» **EXERCISE DESCRIPTION**: Each record below is to be reproduced without any change.

──────── RECORDS FOR THE TASK

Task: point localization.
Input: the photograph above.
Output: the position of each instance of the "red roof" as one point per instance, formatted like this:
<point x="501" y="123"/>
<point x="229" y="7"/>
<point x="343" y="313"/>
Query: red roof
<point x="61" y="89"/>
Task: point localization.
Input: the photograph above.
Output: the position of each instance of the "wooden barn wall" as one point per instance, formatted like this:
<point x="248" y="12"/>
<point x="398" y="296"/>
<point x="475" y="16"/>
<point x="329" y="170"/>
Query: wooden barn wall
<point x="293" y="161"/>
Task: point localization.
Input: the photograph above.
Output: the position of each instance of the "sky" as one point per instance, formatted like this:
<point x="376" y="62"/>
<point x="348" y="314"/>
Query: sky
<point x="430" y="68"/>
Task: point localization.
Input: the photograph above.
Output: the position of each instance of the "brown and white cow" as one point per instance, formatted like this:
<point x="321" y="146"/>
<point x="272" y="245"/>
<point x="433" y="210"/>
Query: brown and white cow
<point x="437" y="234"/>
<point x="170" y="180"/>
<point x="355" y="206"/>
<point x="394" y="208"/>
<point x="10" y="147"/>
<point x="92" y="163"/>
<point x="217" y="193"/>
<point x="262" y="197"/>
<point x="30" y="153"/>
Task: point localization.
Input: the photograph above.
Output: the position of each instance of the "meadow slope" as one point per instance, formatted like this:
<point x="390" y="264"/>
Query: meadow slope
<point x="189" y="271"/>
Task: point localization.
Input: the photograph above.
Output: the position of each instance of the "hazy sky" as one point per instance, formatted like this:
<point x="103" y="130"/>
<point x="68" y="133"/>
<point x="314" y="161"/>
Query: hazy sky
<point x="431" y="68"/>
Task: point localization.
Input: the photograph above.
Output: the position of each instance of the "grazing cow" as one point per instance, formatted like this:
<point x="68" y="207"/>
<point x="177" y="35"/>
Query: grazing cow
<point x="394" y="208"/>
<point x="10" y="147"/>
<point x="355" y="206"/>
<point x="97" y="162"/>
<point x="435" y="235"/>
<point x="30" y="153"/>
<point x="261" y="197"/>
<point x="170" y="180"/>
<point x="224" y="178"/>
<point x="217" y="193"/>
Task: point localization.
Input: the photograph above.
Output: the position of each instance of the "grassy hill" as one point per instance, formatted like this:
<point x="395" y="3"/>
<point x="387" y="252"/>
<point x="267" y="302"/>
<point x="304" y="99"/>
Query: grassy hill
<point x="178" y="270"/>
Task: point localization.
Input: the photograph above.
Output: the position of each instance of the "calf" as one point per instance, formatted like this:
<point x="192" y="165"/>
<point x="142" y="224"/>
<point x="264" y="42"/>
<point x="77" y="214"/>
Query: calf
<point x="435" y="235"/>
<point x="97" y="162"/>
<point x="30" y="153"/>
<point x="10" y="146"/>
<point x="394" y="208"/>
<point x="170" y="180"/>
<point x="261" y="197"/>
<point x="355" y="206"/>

────────────────

» **FINISHED ANSWER**:
Task: point localization.
Input: the photograph above.
Output: the position of each instance of the "red roof" as one point per instance, formatted like this:
<point x="501" y="123"/>
<point x="229" y="7"/>
<point x="343" y="313"/>
Query: red roof
<point x="61" y="89"/>
Task: point localization.
Input: the photograph above.
Output: the position of each instance of the "wooden barn wall" as one point per instance, formatted like this:
<point x="248" y="12"/>
<point x="398" y="296"/>
<point x="475" y="16"/>
<point x="329" y="170"/>
Query: wooden barn wall
<point x="293" y="161"/>
Task: point localization.
Input: the photograph above.
Output: the position of each instance of the "sky" as one point per instance, formatted like this:
<point x="376" y="62"/>
<point x="348" y="314"/>
Query: sky
<point x="430" y="68"/>
Task: point localization.
Input: the photograph above.
Output: the position of each instance of the "brown and white cow" as one point per instance, formatted like this:
<point x="321" y="146"/>
<point x="272" y="245"/>
<point x="433" y="210"/>
Query: brown and white cow
<point x="437" y="234"/>
<point x="170" y="180"/>
<point x="355" y="206"/>
<point x="394" y="208"/>
<point x="10" y="147"/>
<point x="92" y="163"/>
<point x="217" y="193"/>
<point x="262" y="197"/>
<point x="30" y="153"/>
Task: point localization.
Input: the photograph above.
Output: the position of each instance of the "meadow slope" as one point per instance, formatted like this:
<point x="390" y="264"/>
Query: meadow slope
<point x="189" y="271"/>
Task: point localization.
Input: the photograph above.
Output: the position of each instance of the "hazy sky" as one point per instance, formatted like this:
<point x="103" y="130"/>
<point x="68" y="133"/>
<point x="314" y="161"/>
Query: hazy sky
<point x="431" y="68"/>
Task: point localization.
Input: the photograph above.
Output: the position of each instance of the "grazing cow" as one point per instance, formatted like this:
<point x="68" y="207"/>
<point x="177" y="35"/>
Query: grazing cow
<point x="394" y="208"/>
<point x="10" y="147"/>
<point x="355" y="206"/>
<point x="97" y="162"/>
<point x="435" y="235"/>
<point x="30" y="153"/>
<point x="261" y="197"/>
<point x="170" y="180"/>
<point x="224" y="178"/>
<point x="217" y="193"/>
Task: point localization.
Input: the photograph above.
Output: the position of each instance of the "grassy hill" as one point per instance, formatted like this:
<point x="395" y="3"/>
<point x="387" y="252"/>
<point x="267" y="302"/>
<point x="304" y="99"/>
Query: grassy hill
<point x="178" y="270"/>
Task: point localization.
Input: the photograph above.
Output: the position of each instance of the "calf" as one point per instance, formatted like this:
<point x="192" y="165"/>
<point x="142" y="224"/>
<point x="264" y="42"/>
<point x="77" y="214"/>
Query: calf
<point x="435" y="235"/>
<point x="97" y="162"/>
<point x="30" y="153"/>
<point x="10" y="146"/>
<point x="394" y="208"/>
<point x="170" y="180"/>
<point x="261" y="197"/>
<point x="355" y="206"/>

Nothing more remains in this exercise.